### Objective
Render the following material again verbatim, leaving nothing out.

### Materials provided
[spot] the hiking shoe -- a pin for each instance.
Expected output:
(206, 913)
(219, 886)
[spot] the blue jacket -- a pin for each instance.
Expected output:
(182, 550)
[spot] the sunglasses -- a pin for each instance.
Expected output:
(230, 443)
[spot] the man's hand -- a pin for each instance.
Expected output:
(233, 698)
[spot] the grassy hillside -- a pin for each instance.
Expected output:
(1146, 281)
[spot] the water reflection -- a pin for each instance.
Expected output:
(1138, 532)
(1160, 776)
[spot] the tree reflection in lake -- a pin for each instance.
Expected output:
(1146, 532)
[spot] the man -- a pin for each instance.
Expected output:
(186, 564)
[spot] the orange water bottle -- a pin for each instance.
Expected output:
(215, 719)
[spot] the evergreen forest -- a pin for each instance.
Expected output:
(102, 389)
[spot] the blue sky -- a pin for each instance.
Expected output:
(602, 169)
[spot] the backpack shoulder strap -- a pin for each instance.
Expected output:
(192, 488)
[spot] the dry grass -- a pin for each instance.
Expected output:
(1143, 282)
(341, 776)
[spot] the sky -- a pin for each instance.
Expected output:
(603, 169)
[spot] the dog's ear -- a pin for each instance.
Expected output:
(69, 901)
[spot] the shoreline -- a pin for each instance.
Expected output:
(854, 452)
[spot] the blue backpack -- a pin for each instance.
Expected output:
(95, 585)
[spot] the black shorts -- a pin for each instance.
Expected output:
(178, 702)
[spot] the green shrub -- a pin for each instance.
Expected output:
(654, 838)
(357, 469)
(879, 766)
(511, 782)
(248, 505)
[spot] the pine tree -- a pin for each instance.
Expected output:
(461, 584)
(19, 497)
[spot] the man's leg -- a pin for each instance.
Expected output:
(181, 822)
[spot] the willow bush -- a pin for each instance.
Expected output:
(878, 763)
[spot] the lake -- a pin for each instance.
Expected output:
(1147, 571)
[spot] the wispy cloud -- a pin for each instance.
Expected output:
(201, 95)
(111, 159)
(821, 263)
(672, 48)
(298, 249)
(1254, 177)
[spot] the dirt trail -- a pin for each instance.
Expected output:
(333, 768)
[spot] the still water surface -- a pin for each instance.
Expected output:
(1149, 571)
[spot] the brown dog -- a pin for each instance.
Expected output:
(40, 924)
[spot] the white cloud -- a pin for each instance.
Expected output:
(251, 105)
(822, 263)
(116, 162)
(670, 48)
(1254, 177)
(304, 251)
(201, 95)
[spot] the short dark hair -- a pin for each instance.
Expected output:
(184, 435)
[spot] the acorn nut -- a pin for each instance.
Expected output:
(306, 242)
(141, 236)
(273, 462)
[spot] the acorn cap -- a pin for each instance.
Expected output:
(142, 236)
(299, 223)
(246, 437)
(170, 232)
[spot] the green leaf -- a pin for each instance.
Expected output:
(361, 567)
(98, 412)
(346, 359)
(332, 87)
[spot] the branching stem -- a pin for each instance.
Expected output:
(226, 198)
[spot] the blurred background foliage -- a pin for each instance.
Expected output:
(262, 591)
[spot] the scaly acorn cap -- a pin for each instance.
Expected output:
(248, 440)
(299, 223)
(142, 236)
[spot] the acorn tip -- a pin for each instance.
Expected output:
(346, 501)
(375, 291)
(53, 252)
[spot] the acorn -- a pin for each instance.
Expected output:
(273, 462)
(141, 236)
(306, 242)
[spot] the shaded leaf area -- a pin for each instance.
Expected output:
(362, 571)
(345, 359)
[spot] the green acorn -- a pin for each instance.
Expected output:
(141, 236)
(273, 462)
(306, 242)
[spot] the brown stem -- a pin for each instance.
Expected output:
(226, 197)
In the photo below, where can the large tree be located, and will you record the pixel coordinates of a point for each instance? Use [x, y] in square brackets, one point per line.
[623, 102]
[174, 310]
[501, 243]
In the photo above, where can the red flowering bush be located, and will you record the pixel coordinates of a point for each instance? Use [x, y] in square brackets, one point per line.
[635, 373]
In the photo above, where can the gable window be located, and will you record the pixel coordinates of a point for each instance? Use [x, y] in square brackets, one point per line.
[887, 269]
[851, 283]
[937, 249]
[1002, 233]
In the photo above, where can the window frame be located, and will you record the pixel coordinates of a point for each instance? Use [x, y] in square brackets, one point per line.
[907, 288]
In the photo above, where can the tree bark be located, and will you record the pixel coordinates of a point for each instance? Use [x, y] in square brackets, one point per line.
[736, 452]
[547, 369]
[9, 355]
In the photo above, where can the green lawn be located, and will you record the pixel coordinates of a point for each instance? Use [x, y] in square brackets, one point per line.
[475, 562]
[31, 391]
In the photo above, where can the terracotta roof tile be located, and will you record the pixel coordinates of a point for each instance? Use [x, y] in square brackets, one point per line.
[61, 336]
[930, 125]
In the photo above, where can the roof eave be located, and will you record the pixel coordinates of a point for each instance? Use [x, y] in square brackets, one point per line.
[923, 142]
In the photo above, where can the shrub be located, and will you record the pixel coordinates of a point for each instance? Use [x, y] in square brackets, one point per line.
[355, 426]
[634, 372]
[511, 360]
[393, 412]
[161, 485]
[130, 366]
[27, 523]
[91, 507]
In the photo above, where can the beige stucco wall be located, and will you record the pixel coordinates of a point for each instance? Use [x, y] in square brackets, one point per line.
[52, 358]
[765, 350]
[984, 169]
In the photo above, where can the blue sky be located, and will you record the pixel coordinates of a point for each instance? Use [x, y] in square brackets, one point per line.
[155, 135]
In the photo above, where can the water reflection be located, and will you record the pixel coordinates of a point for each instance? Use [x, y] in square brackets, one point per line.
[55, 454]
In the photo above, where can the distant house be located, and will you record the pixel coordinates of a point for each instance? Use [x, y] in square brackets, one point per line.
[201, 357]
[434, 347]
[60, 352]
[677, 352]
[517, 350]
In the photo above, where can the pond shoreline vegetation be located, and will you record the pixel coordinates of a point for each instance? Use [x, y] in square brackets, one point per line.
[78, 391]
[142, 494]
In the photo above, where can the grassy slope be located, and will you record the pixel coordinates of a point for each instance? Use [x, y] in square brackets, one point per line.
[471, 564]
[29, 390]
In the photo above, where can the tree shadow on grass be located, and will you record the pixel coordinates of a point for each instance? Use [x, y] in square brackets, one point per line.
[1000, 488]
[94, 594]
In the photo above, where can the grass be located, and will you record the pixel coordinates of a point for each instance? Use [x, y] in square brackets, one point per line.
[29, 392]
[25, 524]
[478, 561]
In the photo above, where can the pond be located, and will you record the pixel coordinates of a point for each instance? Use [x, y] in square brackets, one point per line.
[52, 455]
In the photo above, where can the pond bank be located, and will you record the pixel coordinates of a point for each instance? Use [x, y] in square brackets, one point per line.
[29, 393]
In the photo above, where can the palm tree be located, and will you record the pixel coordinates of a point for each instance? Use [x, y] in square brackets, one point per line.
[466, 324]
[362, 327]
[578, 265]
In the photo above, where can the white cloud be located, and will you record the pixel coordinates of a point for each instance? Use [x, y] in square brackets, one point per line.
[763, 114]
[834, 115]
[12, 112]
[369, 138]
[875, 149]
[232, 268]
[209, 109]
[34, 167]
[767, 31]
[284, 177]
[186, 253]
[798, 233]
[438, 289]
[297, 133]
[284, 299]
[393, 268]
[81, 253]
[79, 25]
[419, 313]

### Full response
[spot] the hiking shoe -- a pin for each instance.
Expected output:
(206, 913)
(219, 886)
[spot] the blue jacket -- a pin for each instance.
Expected output:
(182, 550)
[spot] the sunglasses -- a pin for each instance.
Expected output:
(230, 443)
[spot] the man's hand -- a pin for each instance.
Expected output:
(233, 698)
[spot] the grassy hillside -- a pin for each instance.
Expected output:
(1146, 281)
[spot] the water reflection -- a pin for each instance.
Expected output:
(1138, 532)
(1160, 776)
[spot] the tree reflection in lake -- a pin for each instance.
Expected output:
(1146, 532)
[spot] the man -- a pin for each instance.
Expected output:
(186, 564)
[spot] the orange water bottle -- a pin for each instance.
Expected output:
(215, 719)
[spot] the evergreen forest -- a pin for each instance.
Expected output:
(102, 389)
[spot] the blue sky -- a pin for each instance.
Expected output:
(602, 169)
[spot] the backpack shoulder strap -- a pin for each instance.
Expected output:
(192, 488)
[spot] the dry grass -- a pin for each instance.
Expected output:
(1143, 282)
(341, 776)
[spot] the sky -- a pin for each instance.
Expected output:
(603, 169)
[spot] the dog's ear -- a pin for each instance.
Expected output:
(69, 901)
[spot] the shoreline -- a pin for each instance.
Expected output:
(854, 452)
[spot] the blue backpack -- a pin for each instance.
Expected output:
(95, 585)
[spot] the black shorts -- a pin for each instance.
Expected output:
(178, 702)
[spot] the green shrub -- a pin for each instance.
Expected output:
(654, 838)
(357, 469)
(879, 766)
(511, 782)
(248, 505)
[spot] the pine tree -- a pin for each instance.
Expected output:
(461, 584)
(19, 497)
[spot] the man's leg -- a pin for each instance.
Expected output:
(181, 822)
[spot] the willow bush -- a pin for each instance.
Expected output:
(878, 763)
[spot] the lake -- a pin for each instance.
Expected output:
(1147, 571)
[spot] the wispy cloud -- a pin for each instance.
Expected output:
(201, 95)
(111, 159)
(821, 263)
(672, 48)
(298, 249)
(1254, 177)
[spot] the dirt trail -- a pin for each instance.
Expected output:
(333, 768)
[spot] the still water surface -- a pin for each instance.
Expected output:
(1149, 571)
[spot] the brown dog -- a pin for each instance.
Expected output:
(40, 924)
[spot] the white cloud -- a pin for each instance.
Expected output:
(251, 105)
(822, 263)
(116, 162)
(670, 48)
(1254, 177)
(304, 251)
(201, 95)
[spot] the short dark hair -- a pin for each instance.
Expected output:
(184, 435)
[spot] the acorn nut -- a pin for each instance.
Expected output:
(306, 242)
(141, 236)
(273, 462)
[spot] the acorn cap -- a pin for each instance.
Expected output:
(142, 236)
(299, 223)
(246, 437)
(170, 232)
[spot] the green leaf -- a pin for each instance.
Expected output:
(361, 567)
(98, 412)
(346, 359)
(332, 87)
[spot] the branching stem -- a pin for each instance.
Expected output:
(226, 198)
[spot] the blurred background foliage -- a pin for each instance.
Expected output:
(262, 591)
[spot] the scaly acorn cap -- a pin for each instance.
Expected output:
(248, 440)
(299, 223)
(142, 236)
[spot] the acorn tip -- a pin for each instance.
Expected output:
(346, 501)
(375, 291)
(53, 252)
[spot] the acorn -- a pin for each instance.
Expected output:
(273, 462)
(141, 236)
(306, 242)
[spot] the shaded leaf area -- a pin for each instance.
Expected output:
(362, 571)
(345, 359)
[spot] the green acorn -- a pin for each instance.
Expected output:
(141, 236)
(273, 462)
(306, 242)
[spot] the brown stem -- a pin for each instance.
Expected output:
(226, 197)
In the photo below, where can the large tree be located, and will you record the pixel coordinates of a point for each instance? Use [x, y] in square brackets, one point per line.
[623, 102]
[174, 310]
[501, 243]
In the photo above, where can the red flowering bush be located, and will you record the pixel coordinates of a point for each instance? Use [x, y] in square brackets, one point per line.
[635, 373]
In the photo above, where can the gable window be located, and will you record the pixel coordinates of a point for each instance? Use [x, y] in square brackets, one point per line.
[887, 269]
[851, 283]
[937, 249]
[1002, 233]
In the photo above, where can the window frame be located, and will you record the pixel coordinates of a point for each instance? Use [x, y] in square brackets, one point per line.
[907, 288]
In the photo above, where can the tree bark be located, and will you record the pixel coordinates of a point for each instance? Use [x, y] in square brackets, one point per line.
[736, 452]
[547, 369]
[9, 355]
In the photo above, where can the green lawn be located, and will you record the pixel coordinates of a point for each instance? Use [x, y] in square brackets, one point per line.
[475, 562]
[31, 391]
In the photo above, where can the terracotta roof tile be located, and will you record the pixel coordinates of a point for each instance? Use [x, y] in square brackets, one point per line.
[61, 336]
[930, 125]
In the photo above, where can the roof eave be located, and will you record the pixel coordinates of a point for each instance? Use [x, y] in square brackets, one point per line.
[923, 142]
In the photo above, where can the shrub be located, and will you record the pixel coordinates of a point for each instance? Use [x, y] in square brackets, one point per line.
[355, 426]
[634, 372]
[511, 360]
[393, 412]
[161, 485]
[130, 366]
[27, 523]
[91, 507]
In the photo above, where can the beige stucco wall be located, and will you record the pixel coordinates of a point for each instance? Use [x, y] in square brackets, one point per line.
[52, 358]
[765, 350]
[984, 169]
In the photo above, where can the blue sky be located, and will you record the pixel coordinates of a point for each instance? Use [x, y] in square brackets, one point per line.
[155, 135]
In the photo above, where can the water reflection be located, and will you record the pixel coordinates of a point for each instance? Use [x, y] in square brackets, one point per line.
[55, 454]
In the photo above, where can the distant house be located, and will you record the pixel coordinates of a point for each instance? Use [x, y] in square brackets, one point per line.
[201, 357]
[434, 347]
[60, 352]
[677, 352]
[517, 350]
In the photo above, where can the pond shoreline vegetation be located, and will you record the pixel coordinates of a point for each instance? Use [x, y] in square brackets, one point per line.
[78, 391]
[142, 494]
In the photo above, where can the grassy slope be located, and will you record the pixel coordinates of a point for each instance? Use [x, y] in square brackets, one point per line.
[471, 564]
[29, 390]
In the photo above, where can the tree shadow on grass be located, and will you record the pixel coordinates of a point for each instance? Use [x, y] in square brackets, one point per line.
[1000, 488]
[94, 594]
In the photo above, where can the grass be located, and will you record the pixel coordinates of a point for each instance? Use [x, y] in square brackets, one point per line.
[29, 392]
[25, 524]
[478, 561]
In the photo above, where can the pond be located, and will you record the pixel coordinates of a point for each instance? Use [x, y] in square brackets, one point per line.
[52, 455]
In the photo above, where can the pond bank be located, and will you record the pixel coordinates of a point for each instance? Use [x, y] in square brackets, one point per line.
[29, 393]
In the photo above, where can the palm tree be located, and will you record the pixel coordinates of a point for each instance? Use [x, y] in square brackets, one point per line.
[466, 324]
[362, 327]
[578, 265]
In the photo above, where can the white cloud be located, and will you record the pixel coordinates of a point for each instance? Use [x, y] in square brackets, one point per line.
[763, 114]
[834, 115]
[12, 112]
[369, 138]
[875, 149]
[232, 268]
[209, 109]
[34, 167]
[767, 31]
[284, 177]
[186, 253]
[798, 233]
[438, 289]
[297, 133]
[284, 299]
[393, 268]
[81, 253]
[79, 25]
[419, 313]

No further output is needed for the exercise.